▸ TASKS:
**A.** Answer these questions using the text on recommender models below, one line per answer:
(i) Which Python recommendation library is used to implement the hybrid model?
(ii) For what size of recommender project is that library best suited?
(iii) What is the name for the problem that collaborative models cannot handle unknown users or items?
**B.** List every example of a user interaction with items that the text on recommender models below gives in parentheses.

▸ SELECTED EXTRACT:
## Start

This post will tell you how you can modify a model to extend its functionality for a full-scale production environment.

Hybrid Recommender Models Deal with Real-World Challenges Better

We use a LightFM model, a very popular python recommendation library that implements a hybrid model. It’s best suited for small- to middle-sized recommender projects – where you don’t need distributed training.

Short Recap of Different Recommender Approaches

There are two basic approaches to recommendation:

Collaborative models use only collaborative information – implicit or explicit interactions of users with items (like movies watched, rated, or liked). They don’t use any information on the actual items (like movie category, genre, etc.).

Collaborative models can achieve high precision with little data, but they can’t handle unknown users or items (the cold start problem).

Content-based models work purely on the available data about items or users – entirely ignoring interactions between users and items. - So they approach recommendations very differently than collaborative models.

Content-based models usually:

  • Require much more training data (you need to have user/item examples available for almost every single user/item combination), and
  • Are much harder to tune than collaborative models.

## End

▸ GIVEN INFORMATION:

## Start

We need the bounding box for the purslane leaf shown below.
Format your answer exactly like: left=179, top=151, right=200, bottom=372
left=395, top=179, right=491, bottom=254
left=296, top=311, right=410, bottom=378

## End

▸ OUTPUTS:
**A.**
(i) LightFM
(ii) Small- to middle-sized recommender projects, where distributed training is not needed
(iii) The cold start problem

**B.**
- Movies watched
- Movies rated
- Movies liked